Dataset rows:
>>>>

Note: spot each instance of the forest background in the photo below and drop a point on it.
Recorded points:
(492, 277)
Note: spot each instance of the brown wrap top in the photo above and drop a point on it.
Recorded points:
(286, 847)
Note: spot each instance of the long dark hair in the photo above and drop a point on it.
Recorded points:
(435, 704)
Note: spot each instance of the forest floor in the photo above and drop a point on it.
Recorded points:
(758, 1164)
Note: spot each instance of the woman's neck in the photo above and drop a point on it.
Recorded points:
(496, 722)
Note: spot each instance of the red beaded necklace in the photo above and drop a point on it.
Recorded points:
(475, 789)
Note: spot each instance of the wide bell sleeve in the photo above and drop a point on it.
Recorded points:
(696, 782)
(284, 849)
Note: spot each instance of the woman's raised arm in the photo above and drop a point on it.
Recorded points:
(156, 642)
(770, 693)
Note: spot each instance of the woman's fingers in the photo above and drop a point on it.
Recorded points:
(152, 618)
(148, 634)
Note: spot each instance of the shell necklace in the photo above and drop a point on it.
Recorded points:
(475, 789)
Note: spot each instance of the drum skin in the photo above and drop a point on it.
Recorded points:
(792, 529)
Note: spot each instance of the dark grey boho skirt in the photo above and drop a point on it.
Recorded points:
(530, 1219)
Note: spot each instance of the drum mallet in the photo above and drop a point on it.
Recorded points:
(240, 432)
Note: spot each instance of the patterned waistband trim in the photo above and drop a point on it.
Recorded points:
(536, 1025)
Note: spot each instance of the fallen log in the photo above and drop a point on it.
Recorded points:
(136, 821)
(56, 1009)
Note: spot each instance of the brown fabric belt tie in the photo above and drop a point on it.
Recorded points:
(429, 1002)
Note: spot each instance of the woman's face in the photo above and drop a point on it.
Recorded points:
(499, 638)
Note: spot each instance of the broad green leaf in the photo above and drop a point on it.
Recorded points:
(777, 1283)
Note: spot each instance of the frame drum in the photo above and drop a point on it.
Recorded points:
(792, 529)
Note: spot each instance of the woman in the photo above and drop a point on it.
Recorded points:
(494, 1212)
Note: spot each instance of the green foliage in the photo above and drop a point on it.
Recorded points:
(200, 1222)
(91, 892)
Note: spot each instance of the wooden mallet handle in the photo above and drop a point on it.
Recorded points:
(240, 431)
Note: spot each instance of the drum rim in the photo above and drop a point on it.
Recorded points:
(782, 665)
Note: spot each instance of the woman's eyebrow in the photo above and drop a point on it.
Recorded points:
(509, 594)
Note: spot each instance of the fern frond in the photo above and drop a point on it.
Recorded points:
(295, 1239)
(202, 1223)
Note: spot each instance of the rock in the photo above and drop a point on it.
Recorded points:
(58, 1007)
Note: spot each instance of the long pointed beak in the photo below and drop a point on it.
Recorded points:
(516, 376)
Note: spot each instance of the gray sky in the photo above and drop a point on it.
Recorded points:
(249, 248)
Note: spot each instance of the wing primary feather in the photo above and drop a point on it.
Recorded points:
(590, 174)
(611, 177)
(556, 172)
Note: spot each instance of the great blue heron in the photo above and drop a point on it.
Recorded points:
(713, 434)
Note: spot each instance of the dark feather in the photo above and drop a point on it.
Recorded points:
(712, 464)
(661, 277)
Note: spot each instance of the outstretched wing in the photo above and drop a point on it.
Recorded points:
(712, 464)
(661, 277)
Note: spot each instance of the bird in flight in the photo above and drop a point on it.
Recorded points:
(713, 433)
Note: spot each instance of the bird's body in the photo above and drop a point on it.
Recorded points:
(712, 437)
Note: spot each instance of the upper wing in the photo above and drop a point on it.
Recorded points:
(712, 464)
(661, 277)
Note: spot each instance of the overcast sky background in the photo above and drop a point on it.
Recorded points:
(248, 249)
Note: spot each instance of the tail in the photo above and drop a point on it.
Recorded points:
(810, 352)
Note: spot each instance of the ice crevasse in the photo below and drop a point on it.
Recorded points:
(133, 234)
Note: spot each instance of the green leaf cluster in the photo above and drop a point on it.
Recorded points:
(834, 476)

<<<<

WHAT IS NEEDED:
Write out the records above again, word for word, from their first line through the line that contains "(758, 1164)". Include both of those lines.

RESULT:
Note: spot each instance of the forest background in the photo below and drop a point on it.
Recorded points:
(492, 277)
Note: spot each instance of the brown wrap top in the photo above and drop a point on it.
Recorded points:
(286, 847)
Note: spot each instance of the long dark hair in the photo above and drop a point on it.
Recorded points:
(435, 704)
Note: spot each instance of the forest floor in the photo above and drop a point on it.
Recorded points:
(758, 1164)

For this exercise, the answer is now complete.